### Ausgangstext
# Spiel im Hinterbau des commencal suprem dh



## mex racer (23. Februar 2011)

Wollt nur mal wissen ob ihr diese problem habt.
 Mein erste suprem dh von 2009 musste ich neue unterlagscheiben fertigen um das Spiel aus dem Hinterbau zubekommen. 
Beim meinem austausch Rahmen habe ich Spiel im Hauptlager diese habe ich mit zusatlichen Unterlagscheiben beseitgt. Muss es nur im Betrieb testen.

saludos 
stephan


----------



## Josh BLENDER (23. Februar 2011)

Saludos Stephan,
hatte damals auch etwas Spiel im Hinterbau von meinem Supreme.
Bei mir war es die Hauptlagerhülse. Da war wohl Dreck drin und hat auf der Außenseite der Hülse, eine Kerbe reingeschliffen. Sah aus, als wäre da jemand mit nem Rohrschneider langgegangen. Hülse getauscht, Spiel weg.
Schau Dir Deine Hülse mal an.
Gruß,
Josh.


----------



## MTB-News.de




----------



## Mr.A (26. März 2011)

generell sollte man Unterlagscheiben unter all die schwarzen AluSpacer an den Achsbolzen legen.Die Schrauben quetschten sich sonst durchs Alu durch, und man hat Spiel.


----------



## juchhae (16. Juni 2011)

Cheers, wollte auch eben lagerwechseln und hab so einigen Verschleiß an den Hülsen gesehen, wo bekommt man denn die Dinger???

danke!!!


----------



## Apeman (16. April 2012)

hab das gleiche problem mit dem spiel im hinterbau. bei mir scheint es aber die bolzen in der dämpferaufnahme zu sein oder in der umlenkung. kennt sich da wer aus?


----------



## DerEmrich (3. Juni 2012)

Dasselbe Problem bei mir, isn 2011er V2. 
Spiel im Hinterbau, leider nicht zu wenig... Werds die Tage mal aufmachen und schaun was da im argen ist. Bekommt man denn die Hülsen irgendwo zum nachkaufen?


----------



## DerEmrich (7. August 2012)

Problem gelöst.
Zumindest kurzfristig...

Ich war am WE in Winterberg und habe mir nach ein paar Abfahrten mal das Lagerspiel im Hinterbau genauer angesehen.
Bei mir kommt es durch die Buchse am Dämpfer, der untere auf die Umlenkung. 
Ich hab dann spaßeshalber mal panzertape durch den dämpfer gezogen und die hülse durchgeschlagen. 
Siehe da, Lagerspiel weg.
Auch noch nach weitern 5 Abfahrten hab ich derzeit keine Probleme.
Dass Panzertape langfristig natürlich keine Möglichkeit ist muss ich keinem erzählen...
Allerdings bekommt man beim Gas Wasser ******* Handwerker um die Ecke Kupferfolie. 
Kupfer eben extrem dünn, der dann einfach auf die buchse gewickelt wird.
Ich bin sicher das funktioniert, sobald meine Panzertape Lösung Schwäche zeigt werde ich das ausprobieren und berichten.


----------

### Datensätze
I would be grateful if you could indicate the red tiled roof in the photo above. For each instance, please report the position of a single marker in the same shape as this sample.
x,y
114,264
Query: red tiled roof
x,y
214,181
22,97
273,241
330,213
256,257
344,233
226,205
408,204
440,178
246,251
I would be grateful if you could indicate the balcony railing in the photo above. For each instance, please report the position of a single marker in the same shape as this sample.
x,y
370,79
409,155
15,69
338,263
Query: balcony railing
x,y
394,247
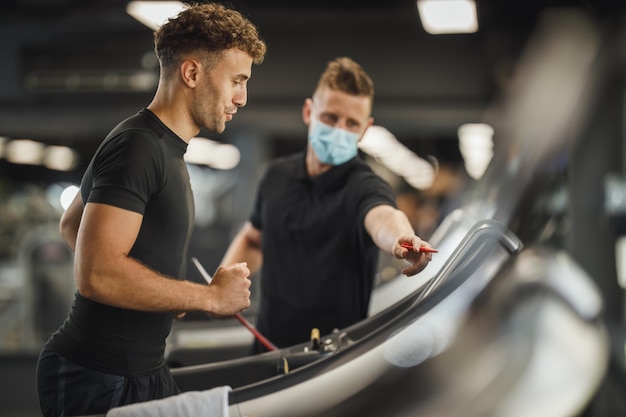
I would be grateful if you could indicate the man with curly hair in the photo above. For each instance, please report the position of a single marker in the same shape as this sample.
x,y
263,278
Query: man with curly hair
x,y
131,223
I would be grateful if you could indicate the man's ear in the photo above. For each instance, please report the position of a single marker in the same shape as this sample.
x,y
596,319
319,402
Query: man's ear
x,y
189,71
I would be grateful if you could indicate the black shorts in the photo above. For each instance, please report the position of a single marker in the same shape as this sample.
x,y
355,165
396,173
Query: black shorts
x,y
68,389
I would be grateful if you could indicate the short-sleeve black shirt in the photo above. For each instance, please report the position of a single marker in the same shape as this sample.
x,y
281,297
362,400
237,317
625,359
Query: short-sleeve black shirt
x,y
319,262
138,167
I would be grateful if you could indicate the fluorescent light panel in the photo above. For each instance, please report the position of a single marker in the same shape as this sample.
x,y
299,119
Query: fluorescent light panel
x,y
448,16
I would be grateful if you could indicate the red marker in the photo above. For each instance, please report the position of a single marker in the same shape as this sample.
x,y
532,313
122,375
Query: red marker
x,y
421,249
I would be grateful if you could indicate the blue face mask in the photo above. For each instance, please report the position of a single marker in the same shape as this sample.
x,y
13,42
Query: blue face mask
x,y
332,145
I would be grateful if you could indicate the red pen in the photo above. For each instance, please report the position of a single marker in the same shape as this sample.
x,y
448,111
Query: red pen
x,y
421,249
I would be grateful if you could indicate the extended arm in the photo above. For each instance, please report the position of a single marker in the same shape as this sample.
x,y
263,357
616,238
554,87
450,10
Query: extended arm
x,y
245,247
106,274
389,228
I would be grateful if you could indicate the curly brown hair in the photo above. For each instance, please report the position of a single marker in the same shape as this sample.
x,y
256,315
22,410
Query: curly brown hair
x,y
344,74
208,29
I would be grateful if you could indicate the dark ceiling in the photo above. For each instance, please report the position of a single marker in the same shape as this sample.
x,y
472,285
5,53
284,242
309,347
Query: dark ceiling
x,y
426,86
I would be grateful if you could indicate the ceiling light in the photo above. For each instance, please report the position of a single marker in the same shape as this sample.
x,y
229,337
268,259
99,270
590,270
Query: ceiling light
x,y
203,151
154,13
382,145
448,16
24,151
59,158
476,146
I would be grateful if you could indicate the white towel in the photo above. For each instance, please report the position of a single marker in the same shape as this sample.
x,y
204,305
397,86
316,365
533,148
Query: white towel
x,y
209,403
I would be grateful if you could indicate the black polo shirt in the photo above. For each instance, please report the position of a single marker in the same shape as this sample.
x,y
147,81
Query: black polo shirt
x,y
319,262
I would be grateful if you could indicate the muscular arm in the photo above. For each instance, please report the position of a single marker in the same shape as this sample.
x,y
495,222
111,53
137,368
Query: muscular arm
x,y
106,274
389,227
70,220
246,246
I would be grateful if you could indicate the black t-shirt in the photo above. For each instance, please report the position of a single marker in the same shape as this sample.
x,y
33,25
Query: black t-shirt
x,y
138,167
319,262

### Offene Aufgaben
(a) Beantworte anhand der Forumsdiskussion:
(i) Welches Teil verursachte bei Josh BLENDER das Spiel im Hinterbau?
(ii) Unter welche Teile sollte man laut Mr.A Unterlagscheiben legen?
(iii) Wo war DerEmrich am Wochenende?
(b) Schreib den Abschnitt der Forumsdiskussion, der mit den Worten „Siehe da, Lagerspiel“ beginnt und mit „ich keinem erzählen...“ endet, erneut und tausche darin „Panzertape“ gegen „Klebeband“ aus.
Das Material spielt hierfür keine Rolle.

### Lösungen
(a)
(i) Die Hauptlagerhülse.
(ii) Unter all die schwarzen AluSpacer an den Achsbolzen.
(iii) In Winterberg.

(b)
Siehe da, Lagerspiel weg.
Auch noch nach weitern 5 Abfahrten hab ich derzeit keine Probleme.
Dass Klebeband langfristig natürlich keine Möglichkeit ist muss ich keinem erzählen...